■ **ESTRATTO DEL TESTO**:

┌──

Come mai l’utero come protagonista della vostra iconografia?
L’utero era uscito fuori mentre ascoltavamo i mix dei brani, un disegno che avevo fatto tra gli appunti. L’ho ridisegnato in varie maniere perché mi evoca qualcosa di sexy e maligno allo stesso tempo, un po’ utero un po’ Lucifero appunto, alienante. Ci siamo subito innamorati e sentiti legati a lui e lo abbiamo usato ovunque.
Il 2020 è stato l’anno che ha cambiato la vostra vita. In televisione a suonare punk col mondo intero inchiodato al divano. Dopo 3 anni quali sono i vostri pensieri riguardo a questa follia?
Si il 2020 ha cambiato nettamente le cose per noi, abbiamo sfruttato quel momento televisivo al meglio, era l’unico mezzo per noi per far ascoltare a tutti la nostra musica. Prima della TV avevamo un disco da mandare in giro alle etichette e non lo voleva nessuno. Dopo 3 anni a ripensarci è ancora tutto assurdo e incredibile, per noi la cosa fondamentale è fare musica nella libertà più totale e senza adottare compromessi con niente. Dopo quell’esperienza ci sentiamo grati di poterlo ancora fare.
Dopo un periodo di concerti trionfali siete epicamente tornati a frequentare palchi underground. Quale pensate sia la dimensione ideale per l’esperienza LPOM?

└──

■ **MATERIALE ARCHIVIATO**:
┌──

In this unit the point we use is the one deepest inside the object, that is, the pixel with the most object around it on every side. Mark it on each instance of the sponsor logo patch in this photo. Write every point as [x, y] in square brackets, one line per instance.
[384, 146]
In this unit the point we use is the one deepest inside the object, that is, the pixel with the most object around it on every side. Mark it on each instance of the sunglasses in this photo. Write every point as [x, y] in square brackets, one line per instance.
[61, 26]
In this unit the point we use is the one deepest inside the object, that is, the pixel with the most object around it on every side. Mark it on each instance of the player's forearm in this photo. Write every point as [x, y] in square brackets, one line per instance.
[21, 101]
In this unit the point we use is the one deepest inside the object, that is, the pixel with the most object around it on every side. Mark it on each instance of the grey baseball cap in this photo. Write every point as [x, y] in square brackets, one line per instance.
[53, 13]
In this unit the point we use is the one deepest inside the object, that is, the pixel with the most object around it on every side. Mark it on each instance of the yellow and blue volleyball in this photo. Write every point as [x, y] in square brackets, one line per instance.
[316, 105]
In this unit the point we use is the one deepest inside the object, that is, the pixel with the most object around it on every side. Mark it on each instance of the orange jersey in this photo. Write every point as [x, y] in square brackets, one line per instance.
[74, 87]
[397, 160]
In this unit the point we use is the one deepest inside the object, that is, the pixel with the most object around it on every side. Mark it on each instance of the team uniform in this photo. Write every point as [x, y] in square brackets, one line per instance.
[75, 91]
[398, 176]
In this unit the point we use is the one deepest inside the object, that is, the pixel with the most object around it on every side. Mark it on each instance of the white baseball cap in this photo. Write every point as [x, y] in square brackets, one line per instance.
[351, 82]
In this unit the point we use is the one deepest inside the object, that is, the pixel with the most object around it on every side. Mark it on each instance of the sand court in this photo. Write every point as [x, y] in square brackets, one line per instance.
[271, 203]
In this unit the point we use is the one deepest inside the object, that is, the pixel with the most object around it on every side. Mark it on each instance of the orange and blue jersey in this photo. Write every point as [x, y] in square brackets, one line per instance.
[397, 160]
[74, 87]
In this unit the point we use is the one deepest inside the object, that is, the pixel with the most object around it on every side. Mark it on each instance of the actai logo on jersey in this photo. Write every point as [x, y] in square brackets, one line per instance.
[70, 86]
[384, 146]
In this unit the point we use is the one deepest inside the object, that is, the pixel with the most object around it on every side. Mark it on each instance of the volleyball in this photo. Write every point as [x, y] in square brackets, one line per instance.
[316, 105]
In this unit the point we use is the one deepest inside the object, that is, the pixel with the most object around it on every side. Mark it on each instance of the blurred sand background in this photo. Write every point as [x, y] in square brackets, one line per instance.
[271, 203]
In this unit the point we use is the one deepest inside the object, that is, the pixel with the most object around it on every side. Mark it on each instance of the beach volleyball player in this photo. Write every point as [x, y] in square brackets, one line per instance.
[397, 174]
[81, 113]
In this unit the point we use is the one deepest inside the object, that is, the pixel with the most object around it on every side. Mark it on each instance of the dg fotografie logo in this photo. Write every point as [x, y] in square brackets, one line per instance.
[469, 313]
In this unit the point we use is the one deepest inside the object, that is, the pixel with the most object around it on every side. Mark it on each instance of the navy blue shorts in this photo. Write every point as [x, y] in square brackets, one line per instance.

└──

■ **OBIETTIVO**:
Riassumi l'intervista in due frasi.

■ **RISPOSTA AL COMPITO**:
L'utero è diventato il simbolo iconografico degli intervistati a partire da un disegno fatto tra gli appunti mentre ascoltavano i mix, perché evoca qualcosa di sexy e maligno allo stesso tempo. Il 2020 e l'esperienza televisiva hanno cambiato nettamente le cose per loro, che prima non trovavano etichette interessate al disco, e oggi si sentono grati di poter ancora fare musica in totale libertà e senza compromessi.